Problem requirements | Swap "one pin apiece" for "a single pin each" throughout all the entries below, keeping every other part of the lines unchanged.

>> start Task inputs

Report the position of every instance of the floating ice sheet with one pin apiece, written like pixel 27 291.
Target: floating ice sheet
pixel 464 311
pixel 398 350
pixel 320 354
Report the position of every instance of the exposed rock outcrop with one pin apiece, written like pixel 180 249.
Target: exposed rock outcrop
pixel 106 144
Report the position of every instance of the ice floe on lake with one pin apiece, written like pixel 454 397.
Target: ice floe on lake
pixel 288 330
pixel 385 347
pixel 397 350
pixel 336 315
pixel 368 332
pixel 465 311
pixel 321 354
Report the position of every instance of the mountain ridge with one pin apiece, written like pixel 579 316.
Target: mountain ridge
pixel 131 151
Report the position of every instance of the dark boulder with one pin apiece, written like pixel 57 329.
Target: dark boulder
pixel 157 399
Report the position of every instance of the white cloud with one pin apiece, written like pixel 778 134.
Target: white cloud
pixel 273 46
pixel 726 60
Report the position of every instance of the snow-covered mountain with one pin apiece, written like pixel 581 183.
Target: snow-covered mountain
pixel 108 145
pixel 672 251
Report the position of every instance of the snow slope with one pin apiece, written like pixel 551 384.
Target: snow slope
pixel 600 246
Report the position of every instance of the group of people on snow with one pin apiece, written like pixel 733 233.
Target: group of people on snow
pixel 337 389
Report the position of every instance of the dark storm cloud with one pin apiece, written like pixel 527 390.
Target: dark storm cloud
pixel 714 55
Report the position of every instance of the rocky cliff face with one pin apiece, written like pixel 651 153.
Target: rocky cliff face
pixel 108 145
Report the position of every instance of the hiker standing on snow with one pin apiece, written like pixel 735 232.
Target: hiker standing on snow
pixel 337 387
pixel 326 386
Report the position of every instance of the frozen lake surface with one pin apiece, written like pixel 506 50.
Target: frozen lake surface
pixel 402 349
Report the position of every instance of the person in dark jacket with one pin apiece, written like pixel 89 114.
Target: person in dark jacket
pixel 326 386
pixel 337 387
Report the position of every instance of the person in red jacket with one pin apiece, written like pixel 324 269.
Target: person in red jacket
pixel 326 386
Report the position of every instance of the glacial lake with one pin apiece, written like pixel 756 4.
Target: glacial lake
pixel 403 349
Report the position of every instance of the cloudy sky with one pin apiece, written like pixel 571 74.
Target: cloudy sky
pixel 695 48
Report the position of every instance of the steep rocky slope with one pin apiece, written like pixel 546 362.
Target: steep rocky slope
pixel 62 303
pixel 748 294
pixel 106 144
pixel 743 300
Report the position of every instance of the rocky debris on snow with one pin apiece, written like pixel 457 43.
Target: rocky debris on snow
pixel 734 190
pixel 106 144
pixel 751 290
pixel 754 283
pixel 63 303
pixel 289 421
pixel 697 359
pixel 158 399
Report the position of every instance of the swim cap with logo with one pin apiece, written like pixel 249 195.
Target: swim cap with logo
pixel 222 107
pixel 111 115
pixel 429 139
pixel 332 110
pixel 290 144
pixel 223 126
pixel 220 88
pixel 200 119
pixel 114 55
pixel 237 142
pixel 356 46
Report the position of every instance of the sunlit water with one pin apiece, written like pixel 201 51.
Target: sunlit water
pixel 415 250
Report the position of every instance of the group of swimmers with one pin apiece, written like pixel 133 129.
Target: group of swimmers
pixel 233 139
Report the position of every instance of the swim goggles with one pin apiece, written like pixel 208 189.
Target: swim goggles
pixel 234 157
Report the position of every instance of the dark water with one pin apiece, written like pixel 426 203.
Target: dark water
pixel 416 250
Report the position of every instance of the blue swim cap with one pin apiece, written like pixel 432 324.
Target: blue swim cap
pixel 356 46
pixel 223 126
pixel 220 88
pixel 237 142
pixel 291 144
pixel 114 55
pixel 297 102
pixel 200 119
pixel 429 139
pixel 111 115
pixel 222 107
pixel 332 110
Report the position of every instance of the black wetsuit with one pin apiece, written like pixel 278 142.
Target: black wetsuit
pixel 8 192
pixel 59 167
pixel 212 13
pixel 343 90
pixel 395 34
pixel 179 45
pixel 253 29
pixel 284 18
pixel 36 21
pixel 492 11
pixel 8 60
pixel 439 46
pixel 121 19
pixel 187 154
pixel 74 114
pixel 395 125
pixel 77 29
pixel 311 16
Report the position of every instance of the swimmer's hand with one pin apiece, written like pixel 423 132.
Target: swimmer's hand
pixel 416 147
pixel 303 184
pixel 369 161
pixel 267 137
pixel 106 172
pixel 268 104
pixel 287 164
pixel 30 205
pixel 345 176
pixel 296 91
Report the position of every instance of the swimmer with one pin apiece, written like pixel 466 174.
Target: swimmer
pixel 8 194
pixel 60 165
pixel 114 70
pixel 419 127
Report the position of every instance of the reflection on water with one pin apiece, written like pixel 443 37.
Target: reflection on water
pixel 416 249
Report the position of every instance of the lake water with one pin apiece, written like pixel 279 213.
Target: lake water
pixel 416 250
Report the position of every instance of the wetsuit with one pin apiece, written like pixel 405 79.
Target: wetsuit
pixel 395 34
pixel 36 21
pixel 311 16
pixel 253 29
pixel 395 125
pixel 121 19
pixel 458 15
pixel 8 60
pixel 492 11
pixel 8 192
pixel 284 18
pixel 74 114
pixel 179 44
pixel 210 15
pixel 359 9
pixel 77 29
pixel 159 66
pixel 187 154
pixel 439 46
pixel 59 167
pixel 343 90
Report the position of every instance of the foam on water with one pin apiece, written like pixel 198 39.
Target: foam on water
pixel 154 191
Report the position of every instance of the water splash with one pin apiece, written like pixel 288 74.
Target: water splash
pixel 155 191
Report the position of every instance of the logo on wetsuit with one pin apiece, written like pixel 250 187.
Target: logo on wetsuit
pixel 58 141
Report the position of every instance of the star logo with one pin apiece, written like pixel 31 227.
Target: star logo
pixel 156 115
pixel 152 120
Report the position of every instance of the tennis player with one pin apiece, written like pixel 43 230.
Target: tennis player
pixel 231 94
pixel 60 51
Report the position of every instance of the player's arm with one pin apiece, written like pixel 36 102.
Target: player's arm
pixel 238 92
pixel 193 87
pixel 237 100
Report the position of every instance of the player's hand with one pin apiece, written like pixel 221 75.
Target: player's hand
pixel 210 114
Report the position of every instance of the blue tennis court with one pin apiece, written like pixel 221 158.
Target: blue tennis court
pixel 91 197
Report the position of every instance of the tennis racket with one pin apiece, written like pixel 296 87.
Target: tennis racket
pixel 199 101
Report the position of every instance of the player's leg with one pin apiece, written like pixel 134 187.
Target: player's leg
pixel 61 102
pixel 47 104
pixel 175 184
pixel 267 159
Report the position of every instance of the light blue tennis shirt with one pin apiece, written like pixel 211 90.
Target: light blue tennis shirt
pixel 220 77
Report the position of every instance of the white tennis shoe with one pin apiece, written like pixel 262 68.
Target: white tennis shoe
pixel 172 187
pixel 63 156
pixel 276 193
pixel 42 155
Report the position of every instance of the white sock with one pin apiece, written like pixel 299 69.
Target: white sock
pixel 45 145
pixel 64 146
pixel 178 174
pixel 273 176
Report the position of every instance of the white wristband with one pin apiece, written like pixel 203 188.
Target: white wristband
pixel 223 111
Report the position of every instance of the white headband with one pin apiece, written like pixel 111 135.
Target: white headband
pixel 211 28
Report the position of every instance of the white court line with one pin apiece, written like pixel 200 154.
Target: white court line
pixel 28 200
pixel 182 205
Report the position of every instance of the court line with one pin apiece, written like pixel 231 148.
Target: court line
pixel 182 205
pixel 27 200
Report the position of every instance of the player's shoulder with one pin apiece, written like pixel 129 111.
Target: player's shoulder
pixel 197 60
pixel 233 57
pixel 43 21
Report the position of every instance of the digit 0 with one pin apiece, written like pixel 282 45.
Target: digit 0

>> end Task inputs

Answer below |
Report the position of every instance of the floating ice sheet with a single pin each, written like pixel 27 291.
Target: floating ice sheet
pixel 464 311
pixel 398 350
pixel 320 354
Report the position of every instance of the exposed rock outcrop with a single pin each, written like pixel 180 249.
Target: exposed rock outcrop
pixel 106 144
Report the position of every instance of the ice floe on lake with a single pin each, written like pixel 454 397.
Target: ice floe on lake
pixel 288 330
pixel 385 347
pixel 397 350
pixel 336 315
pixel 368 332
pixel 465 311
pixel 321 354
Report the position of every instance of the mountain ridge with a single pin each, written like pixel 579 316.
Target: mountain ridge
pixel 131 151
Report the position of every instance of the dark boulder with a single pin each, written like pixel 57 329.
Target: dark boulder
pixel 157 399
Report the position of every instance of the white cloud with a single pin each, written like pixel 778 134.
Target: white cloud
pixel 273 46
pixel 726 60
Report the position of every instance of the snow-covered mountain with a single pin each, written like pixel 581 183.
Target: snow-covered mountain
pixel 108 145
pixel 672 251
Report the position of every instance of the snow slope with a single pin each, written like pixel 551 384.
Target: snow slope
pixel 600 246
Report the position of every instance of the group of people on snow with a single pin each, written like pixel 733 233.
Target: group of people on snow
pixel 337 389
Report the position of every instance of the dark storm cloud with a single pin each, written like pixel 527 390.
Target: dark storm cloud
pixel 714 55
Report the position of every instance of the rocky cliff face with a single pin each, written like pixel 651 153.
Target: rocky cliff face
pixel 108 145
Report the position of every instance of the hiker standing on snow with a single pin each, written like pixel 735 232.
Target: hiker standing on snow
pixel 337 387
pixel 326 386
Report the position of every instance of the frozen lake surface with a single pin each, written like pixel 506 50.
Target: frozen lake surface
pixel 402 349
Report the position of every instance of the person in dark jacket with a single pin each, written like pixel 89 114.
Target: person in dark jacket
pixel 326 386
pixel 337 387
Report the position of every instance of the person in red jacket with a single pin each, written like pixel 324 269.
Target: person in red jacket
pixel 326 386
Report the position of every instance of the glacial lake with a single pin each, written like pixel 756 4.
Target: glacial lake
pixel 403 349
Report the position of every instance of the cloudy sky with a single pin each, written like pixel 571 74.
Target: cloudy sky
pixel 695 48
Report the position of every instance of the steep rocky slope with a single pin each, written like pixel 546 362.
Target: steep rocky slope
pixel 62 303
pixel 748 294
pixel 106 144
pixel 743 300
Report the position of every instance of the rocky debris on snow with a single pin each, written like pixel 457 43.
Target: rocky debris on snow
pixel 734 190
pixel 106 144
pixel 751 290
pixel 754 283
pixel 63 303
pixel 289 421
pixel 697 359
pixel 158 399
Report the position of every instance of the swim cap with logo with a single pin each, written like pixel 249 195.
Target: swim cap with logo
pixel 222 107
pixel 111 115
pixel 429 139
pixel 332 110
pixel 290 144
pixel 223 126
pixel 220 88
pixel 200 119
pixel 114 55
pixel 237 142
pixel 356 46
Report the position of every instance of the sunlit water with a single pin each, written like pixel 201 51.
Target: sunlit water
pixel 415 250
Report the position of every instance of the group of swimmers with a single pin each, written like pixel 133 129.
Target: group of swimmers
pixel 233 139
Report the position of every instance of the swim goggles with a single pin each, written like pixel 208 189.
Target: swim goggles
pixel 234 157
Report the position of every instance of the dark water with a single pin each, written like pixel 426 203.
Target: dark water
pixel 416 250
Report the position of every instance of the blue swim cap with a single pin each, written like pixel 432 324.
Target: blue swim cap
pixel 356 46
pixel 223 126
pixel 220 88
pixel 237 142
pixel 291 144
pixel 114 55
pixel 297 102
pixel 200 119
pixel 429 139
pixel 111 115
pixel 222 107
pixel 332 110
Report the position of every instance of the black wetsuit with a single pin each, written like pixel 278 142.
Target: black wetsuit
pixel 8 192
pixel 59 167
pixel 212 13
pixel 343 90
pixel 395 34
pixel 179 45
pixel 253 29
pixel 284 18
pixel 36 21
pixel 492 11
pixel 8 60
pixel 439 46
pixel 121 19
pixel 187 154
pixel 74 114
pixel 395 125
pixel 77 29
pixel 311 16
Report the position of every instance of the swimmer's hand with a single pin each, written like pixel 423 132.
Target: swimmer's hand
pixel 416 147
pixel 303 184
pixel 369 161
pixel 267 137
pixel 106 172
pixel 268 104
pixel 287 164
pixel 30 205
pixel 345 176
pixel 296 91
Report the position of every instance of the swimmer with a single pin each, written like pixel 466 174.
Target: swimmer
pixel 8 194
pixel 60 165
pixel 114 70
pixel 419 127
Report the position of every instance of the reflection on water with a single pin each, written like pixel 443 37.
Target: reflection on water
pixel 416 249
Report the position of every instance of the lake water with a single pin each, written like pixel 279 213.
Target: lake water
pixel 416 250
Report the position of every instance of the wetsuit with a single pin each, written like pixel 405 79.
Target: wetsuit
pixel 395 34
pixel 36 21
pixel 311 16
pixel 253 29
pixel 395 125
pixel 121 19
pixel 458 15
pixel 8 60
pixel 492 11
pixel 8 192
pixel 284 18
pixel 74 114
pixel 179 44
pixel 210 15
pixel 359 9
pixel 77 29
pixel 159 66
pixel 187 154
pixel 439 46
pixel 59 167
pixel 343 90
Report the position of every instance of the foam on water with a single pin each, written like pixel 198 39.
Target: foam on water
pixel 154 191
Report the position of every instance of the water splash with a single pin each, written like pixel 288 74.
Target: water splash
pixel 155 191
Report the position of every instance of the logo on wetsuit with a single pin each, written like pixel 250 187.
Target: logo on wetsuit
pixel 58 141
Report the position of every instance of the star logo with a single pin each, written like pixel 31 227.
Target: star logo
pixel 156 115
pixel 152 120
Report the position of every instance of the tennis player with a single pin each, written like pixel 43 230.
Target: tennis player
pixel 231 94
pixel 60 51
Report the position of every instance of the player's arm with a single pin each, written like pixel 36 102.
Target: player's arm
pixel 238 92
pixel 193 87
pixel 237 100
Report the position of every instance of the player's hand with a single pin each, written like pixel 221 75.
Target: player's hand
pixel 210 114
Report the position of every instance of the blue tennis court with a single pin each, written like pixel 221 158.
Target: blue tennis court
pixel 91 197
Report the position of every instance of the tennis racket with a single pin each, written like pixel 296 87.
Target: tennis racket
pixel 199 101
Report the position of every instance of the player's leg with a single pin each, written like pixel 134 187.
Target: player's leg
pixel 61 102
pixel 47 104
pixel 175 184
pixel 267 159
Report the position of every instance of the light blue tennis shirt with a single pin each, written like pixel 211 90.
Target: light blue tennis shirt
pixel 220 77
Report the position of every instance of the white tennis shoe with a single pin each, written like pixel 262 68.
Target: white tennis shoe
pixel 172 187
pixel 63 156
pixel 276 193
pixel 42 155
Report the position of every instance of the white sock with a single pin each, written like pixel 299 69.
Target: white sock
pixel 45 145
pixel 64 146
pixel 178 174
pixel 273 176
Report the position of every instance of the white wristband with a single pin each, written like pixel 203 188.
Target: white wristband
pixel 223 111
Report the position of every instance of the white headband with a single pin each, written like pixel 111 135.
Target: white headband
pixel 211 28
Report the position of every instance of the white court line with a single pin each, written like pixel 200 154.
Target: white court line
pixel 28 200
pixel 182 205
Report the position of every instance of the court line with a single pin each, written like pixel 231 148.
Target: court line
pixel 182 205
pixel 27 200
Report the position of every instance of the player's shoulder with a single pin each, written like pixel 129 111.
Target: player's shoulder
pixel 197 60
pixel 233 57
pixel 43 21
Report the position of every instance of the digit 0 with a single pin each, written like pixel 282 45.
Target: digit 0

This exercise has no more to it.